Your task —
Answer these questions on the forum thread. Put each answer on its own line, marked with the same letter.
(a) What did juju81 report about the cervix after the sweep?
(b) What illness does Noah now have?
(c) How long was northernmonkey's journey home?

Extract —

——

Ceci- good to know you have a plan sounds good  . X

Juju- how was the sweep ?


----------



## juju81

Fab news janah, am over the moon for you  

Ceci, good plan of action.  Have you had your reserve checked before?

Carrie, fab news for Zac.  Hopefully he's over whatever he had  

Amanda, sweep......my cervix is still high but is softening.  Said its not unusual, especially at 39wks said sometimes you just need some contractions to get going.  Have another one Saturday at 40wks then will just get booked in for an induction date. Noah's now got hand foot and mouth so could actually do with her staying put for a bit longer


----------



## northernmonkey

Hi again. Finally made it home last night after a nightmare 7 hour journey. Dd#3 had had enough after about 4 hours so we had to keep stopping, but she gets to the point where that doesn't make any difference - she just has enough of the car seat so screams as soon as she gets back in it. At one stage I heard dd#1 say "mummy look" and I turned round to see the baby had managed to squeeze out of her harness and was climbing over the back of the baby seat!  I ended up having to swap seats with dd#1 and put her in the front while I sat in the back with the other 2 trying to entertain the baby.  She was having none of it and was getting really distressed and dh was finding it impossible to drive so I'm ashamed to say I had to get her out and feed her while we drove (thank goodness I'm still bf'ing and that calmed her down.)

——

The data —
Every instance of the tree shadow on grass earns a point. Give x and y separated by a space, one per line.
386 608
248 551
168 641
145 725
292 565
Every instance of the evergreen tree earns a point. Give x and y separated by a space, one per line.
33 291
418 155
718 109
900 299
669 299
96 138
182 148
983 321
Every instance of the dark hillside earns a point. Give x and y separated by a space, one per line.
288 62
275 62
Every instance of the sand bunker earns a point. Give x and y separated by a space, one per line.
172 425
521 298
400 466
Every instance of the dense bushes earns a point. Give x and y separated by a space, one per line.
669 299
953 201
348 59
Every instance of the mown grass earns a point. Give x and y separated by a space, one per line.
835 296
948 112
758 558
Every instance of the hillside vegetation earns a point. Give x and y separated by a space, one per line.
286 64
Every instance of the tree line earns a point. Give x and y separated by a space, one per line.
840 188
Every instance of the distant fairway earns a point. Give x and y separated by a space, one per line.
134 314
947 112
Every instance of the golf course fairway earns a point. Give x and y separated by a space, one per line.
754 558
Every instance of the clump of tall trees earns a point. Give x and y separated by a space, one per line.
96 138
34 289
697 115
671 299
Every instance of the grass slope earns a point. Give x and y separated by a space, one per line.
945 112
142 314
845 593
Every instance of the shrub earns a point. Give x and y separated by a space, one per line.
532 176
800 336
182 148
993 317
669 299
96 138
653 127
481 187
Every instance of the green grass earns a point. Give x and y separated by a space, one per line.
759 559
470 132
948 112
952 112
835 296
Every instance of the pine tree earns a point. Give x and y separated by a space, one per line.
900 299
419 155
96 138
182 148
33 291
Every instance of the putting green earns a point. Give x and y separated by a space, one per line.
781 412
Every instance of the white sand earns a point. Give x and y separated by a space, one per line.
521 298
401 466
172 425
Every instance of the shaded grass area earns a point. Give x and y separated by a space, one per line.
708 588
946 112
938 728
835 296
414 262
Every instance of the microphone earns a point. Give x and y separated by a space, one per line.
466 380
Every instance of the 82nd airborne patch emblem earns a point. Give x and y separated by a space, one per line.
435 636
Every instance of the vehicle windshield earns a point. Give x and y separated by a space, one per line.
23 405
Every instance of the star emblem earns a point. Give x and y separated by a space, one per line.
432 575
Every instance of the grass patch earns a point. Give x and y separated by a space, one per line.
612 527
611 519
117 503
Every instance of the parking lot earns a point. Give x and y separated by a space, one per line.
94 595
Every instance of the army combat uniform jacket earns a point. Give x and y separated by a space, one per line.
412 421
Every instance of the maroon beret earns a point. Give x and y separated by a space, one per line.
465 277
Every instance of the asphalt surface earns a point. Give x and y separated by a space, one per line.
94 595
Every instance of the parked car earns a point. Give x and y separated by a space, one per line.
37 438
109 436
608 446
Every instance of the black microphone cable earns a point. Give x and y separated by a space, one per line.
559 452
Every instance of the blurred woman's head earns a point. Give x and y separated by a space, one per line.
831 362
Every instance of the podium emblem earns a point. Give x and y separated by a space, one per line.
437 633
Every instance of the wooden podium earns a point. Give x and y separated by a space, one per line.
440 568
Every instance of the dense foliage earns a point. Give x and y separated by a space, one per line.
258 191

——

Written answer —
(a) It is still high but is softening.
(b) Hand foot and mouth.
(c) Seven hours.